-------- RECORDS SUPPLIED --------
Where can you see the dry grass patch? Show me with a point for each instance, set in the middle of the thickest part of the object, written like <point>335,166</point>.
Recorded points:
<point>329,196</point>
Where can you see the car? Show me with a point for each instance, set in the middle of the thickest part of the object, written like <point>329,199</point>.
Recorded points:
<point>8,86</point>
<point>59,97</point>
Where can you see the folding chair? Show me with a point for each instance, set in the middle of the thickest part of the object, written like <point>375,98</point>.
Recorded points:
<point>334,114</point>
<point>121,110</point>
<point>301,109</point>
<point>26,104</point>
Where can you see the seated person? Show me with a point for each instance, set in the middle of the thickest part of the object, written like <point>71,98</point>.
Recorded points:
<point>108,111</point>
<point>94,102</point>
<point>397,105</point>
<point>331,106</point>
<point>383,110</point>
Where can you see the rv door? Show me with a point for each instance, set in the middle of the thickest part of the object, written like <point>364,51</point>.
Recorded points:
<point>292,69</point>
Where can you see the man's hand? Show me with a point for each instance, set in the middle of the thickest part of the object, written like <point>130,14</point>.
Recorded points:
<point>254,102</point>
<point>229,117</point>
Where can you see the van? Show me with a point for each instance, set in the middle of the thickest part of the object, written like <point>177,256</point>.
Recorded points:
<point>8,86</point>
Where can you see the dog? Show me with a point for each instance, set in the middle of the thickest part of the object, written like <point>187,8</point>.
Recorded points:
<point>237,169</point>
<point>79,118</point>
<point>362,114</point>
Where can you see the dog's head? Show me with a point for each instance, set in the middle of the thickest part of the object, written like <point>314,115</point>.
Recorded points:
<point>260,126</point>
--------
PROMPT: The required result is a verbatim copy of all the entries.

TASK SOLUTION:
Where can you see the dry grass patch? Show me with a point for each instance, set in the middle of the thickest part of the object, written like <point>335,166</point>.
Recorded points:
<point>329,196</point>
Where can you see the car? Show me with a point for each instance, set in the middle of the thickest part of the object, written like <point>329,199</point>.
Recorded points:
<point>8,86</point>
<point>59,97</point>
Where can you see the folding chair? Show me with a point for each instance, set in the middle of the thickest part of the object, written like <point>375,98</point>.
Recorded points:
<point>334,114</point>
<point>121,110</point>
<point>301,109</point>
<point>26,104</point>
Where can you see the seated person? Show me with a point for each instance, set in the middle of the thickest part of the object, written like <point>71,98</point>.
Recorded points:
<point>108,111</point>
<point>94,102</point>
<point>397,105</point>
<point>331,106</point>
<point>383,110</point>
Where can you see the rv door? Show me with a point for each instance, set in the middle of the thickest part of the object, written like <point>364,51</point>.
Recorded points:
<point>292,69</point>
Where can you see the man's hand? Show me with a point for each instance, set in the middle of the thickest part of the object, written like <point>130,14</point>.
Recorded points:
<point>254,102</point>
<point>229,117</point>
Where can you see the van? Show me with a point for each instance, set in the middle of the thickest part of the object, written like <point>177,256</point>.
Recorded points:
<point>8,86</point>
Where can you see the dog? Show me with a point for each instance, set in the middle of the thickest part of the object, written like <point>187,8</point>.
Recorded points:
<point>237,169</point>
<point>79,118</point>
<point>362,114</point>
Where can you see the dog's head? Show me with a point for each instance, set in the middle of the thickest part of the object, written like <point>314,115</point>.
Recorded points:
<point>260,126</point>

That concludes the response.